Excerpts of pointing data
============================================================
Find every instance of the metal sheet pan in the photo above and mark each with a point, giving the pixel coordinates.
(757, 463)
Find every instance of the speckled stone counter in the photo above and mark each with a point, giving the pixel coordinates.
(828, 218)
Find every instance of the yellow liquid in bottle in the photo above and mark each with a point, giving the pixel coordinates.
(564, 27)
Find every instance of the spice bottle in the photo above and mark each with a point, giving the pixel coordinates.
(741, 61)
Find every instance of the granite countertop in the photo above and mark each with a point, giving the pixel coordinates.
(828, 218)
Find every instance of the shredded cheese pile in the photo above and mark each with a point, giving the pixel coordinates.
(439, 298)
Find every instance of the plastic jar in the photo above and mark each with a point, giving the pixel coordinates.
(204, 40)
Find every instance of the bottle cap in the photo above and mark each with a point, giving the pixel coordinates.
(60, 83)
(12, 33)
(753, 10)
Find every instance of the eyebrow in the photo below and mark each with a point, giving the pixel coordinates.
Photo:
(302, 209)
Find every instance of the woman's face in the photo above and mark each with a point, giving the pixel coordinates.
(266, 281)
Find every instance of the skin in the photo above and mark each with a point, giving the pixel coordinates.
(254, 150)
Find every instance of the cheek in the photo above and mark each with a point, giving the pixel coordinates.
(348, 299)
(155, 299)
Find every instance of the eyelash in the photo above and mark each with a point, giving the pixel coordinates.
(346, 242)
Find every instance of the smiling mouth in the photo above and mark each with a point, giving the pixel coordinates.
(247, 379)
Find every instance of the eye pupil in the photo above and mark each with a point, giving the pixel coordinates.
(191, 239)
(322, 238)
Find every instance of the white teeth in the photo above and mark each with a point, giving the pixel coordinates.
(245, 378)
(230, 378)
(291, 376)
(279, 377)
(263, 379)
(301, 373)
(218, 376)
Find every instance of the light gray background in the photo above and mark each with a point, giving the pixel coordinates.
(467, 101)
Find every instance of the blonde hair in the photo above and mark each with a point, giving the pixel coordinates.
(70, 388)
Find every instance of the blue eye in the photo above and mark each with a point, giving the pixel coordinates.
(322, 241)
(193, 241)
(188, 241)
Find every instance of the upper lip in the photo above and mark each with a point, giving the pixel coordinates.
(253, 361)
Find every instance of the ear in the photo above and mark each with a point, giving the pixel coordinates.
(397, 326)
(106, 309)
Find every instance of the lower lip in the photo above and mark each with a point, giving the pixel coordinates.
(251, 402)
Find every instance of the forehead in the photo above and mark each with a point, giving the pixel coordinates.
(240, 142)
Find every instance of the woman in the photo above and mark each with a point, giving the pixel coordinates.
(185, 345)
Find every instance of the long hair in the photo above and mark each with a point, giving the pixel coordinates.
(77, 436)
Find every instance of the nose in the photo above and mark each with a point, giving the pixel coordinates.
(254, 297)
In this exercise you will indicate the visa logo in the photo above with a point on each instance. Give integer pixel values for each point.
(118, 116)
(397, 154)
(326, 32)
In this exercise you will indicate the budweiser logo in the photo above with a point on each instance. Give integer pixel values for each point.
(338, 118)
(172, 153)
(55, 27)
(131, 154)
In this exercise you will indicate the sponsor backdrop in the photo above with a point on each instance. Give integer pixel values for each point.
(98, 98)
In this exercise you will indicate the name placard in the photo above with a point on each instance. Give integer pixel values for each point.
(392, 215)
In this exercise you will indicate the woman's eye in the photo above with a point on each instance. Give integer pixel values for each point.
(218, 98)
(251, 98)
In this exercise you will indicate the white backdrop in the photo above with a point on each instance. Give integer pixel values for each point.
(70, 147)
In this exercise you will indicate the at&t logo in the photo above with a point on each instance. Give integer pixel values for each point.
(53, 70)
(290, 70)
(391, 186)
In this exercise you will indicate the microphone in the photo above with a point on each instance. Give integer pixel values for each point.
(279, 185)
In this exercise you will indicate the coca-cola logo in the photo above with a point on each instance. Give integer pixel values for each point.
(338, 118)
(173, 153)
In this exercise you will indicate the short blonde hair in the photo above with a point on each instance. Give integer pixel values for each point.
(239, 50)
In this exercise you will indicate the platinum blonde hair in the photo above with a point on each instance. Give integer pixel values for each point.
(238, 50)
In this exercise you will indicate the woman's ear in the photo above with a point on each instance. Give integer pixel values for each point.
============================================================
_WHAT NEEDS TO BE DONE_
Transcribe the entire listing above line for line, leaving every word and figure unchanged.

_EXERCISE RESPONSE_
Find every instance of the metal sheet pan in the photo above and mark each with a point, giving the pixel coordinates.
(757, 463)
Find every instance of the speckled stone counter in the photo above and mark each with a point, giving the pixel coordinates.
(828, 218)
Find every instance of the yellow liquid in bottle in the photo above and mark each with a point, giving the pixel coordinates.
(564, 27)
Find every instance of the spice bottle in the photo above and mark each with a point, giving the pixel coordinates.
(741, 61)
Find every instance of the granite countertop in the photo above and mark each with a point, giving the pixel coordinates.
(828, 218)
Find every instance of the shredded cheese pile in the photo above and mark each with a point, giving the pixel coordinates.
(439, 298)
Find every instance of the plastic jar in the photo above and mark each with a point, giving the pixel coordinates.
(204, 40)
Find every instance of the bottle cap in the photo above and mark each with a point, giving the pixel coordinates.
(60, 83)
(12, 33)
(753, 10)
Find every instance of the eyebrow in the photo below and mark each with a point, giving the pixel coordinates.
Photo:
(302, 209)
Find every instance of the woman's face in the photo above and mark each with a point, giving the pixel coordinates.
(266, 281)
Find every instance of the skin in the photo above and mark each with a point, giving the pixel coordinates.
(254, 150)
Find every instance of the cheek in the photo above and mark each with a point, giving the pixel coordinates.
(348, 299)
(155, 299)
Find every instance of the eyelash in the photo above and mark each with a point, giving the pixel coordinates.
(346, 242)
Find every instance of the smiling mouth in the photo above and mark each with a point, giving the pixel coordinates.
(247, 379)
Find every instance of the eye pupil in the photo above and mark each with a point, giving the pixel coordinates.
(191, 239)
(322, 238)
Find every instance of the white teeth in the photo above and mark each with a point, giving the pixel coordinates.
(245, 378)
(230, 378)
(291, 376)
(279, 377)
(263, 379)
(301, 373)
(218, 376)
Find every instance of the light gray background in the photo above and mark each with a point, giving the pixel coordinates.
(467, 101)
Find every instance of the blonde hair in the photo above and mark each with a point, giving the pixel coordinates.
(70, 388)
Find every instance of the blue eye in the photo above and mark each with a point, giving the pixel coordinates.
(322, 241)
(193, 241)
(188, 241)
Find every instance of the upper lip in the photo above and mark each with a point, giving the pixel coordinates.
(253, 361)
Find every instance of the ear in the photo above and mark each with a point, giving the pixel coordinates.
(397, 326)
(106, 309)
Find every instance of the lower lip in the photo above and mark each with a point, giving the pixel coordinates.
(251, 402)
Find every instance of the forehead in the photo above and mark each with a point, giving the pixel coordinates.
(240, 142)
Find every instance of the woman in the photo above and mark each with a point, giving the pixel coordinates.
(185, 345)
Find every instance of the long hair in the photo above and mark each with a point, giving the pixel coordinates.
(77, 436)
Find every instance of the nose in the photo above and mark each with a point, giving the pixel coordinates.
(254, 297)
In this exercise you will indicate the visa logo in the photo above with a point on each instance. Give integer pixel values for each point.
(118, 116)
(397, 154)
(326, 32)
In this exercise you will indicate the budweiser logo in the photo above with a point on each instance. Give integer pixel values for each point.
(338, 118)
(172, 153)
(55, 27)
(131, 154)
In this exercise you will indicate the sponsor backdrop in the photo above with a point on each instance. Give integer pixel values for each point.
(98, 98)
In this exercise you will indicate the name placard in the photo above with a point on each instance. Give integer pixel values for each point.
(392, 215)
In this exercise you will indicate the woman's eye in the photo above with a point on each instance. Give integer pixel values for each point.
(218, 98)
(251, 98)
In this exercise you will indicate the white backdrop in the photo above with a point on each instance. Give integer pixel values for each point.
(70, 147)
In this exercise you will indicate the at&t logo in the photo above with a point on each instance. Give integer pixel values for each point.
(53, 70)
(290, 70)
(391, 186)
In this exercise you will indicate the microphone in the photo above with a point on each instance. Give integer pixel values for each point.
(279, 185)
In this exercise you will indicate the coca-cola logo in the photo above with a point on each instance. Give integer pixel values for each point.
(338, 118)
(173, 153)
In this exercise you will indicate the short blonde hair in the photo above with a point on each instance. Give integer pixel values for each point.
(239, 50)
In this exercise you will indicate the platinum blonde hair in the photo above with a point on each instance. Give integer pixel values for each point.
(238, 50)
In this exercise you will indicate the woman's ear in the photo above with a point on each instance. Give integer pixel values for each point.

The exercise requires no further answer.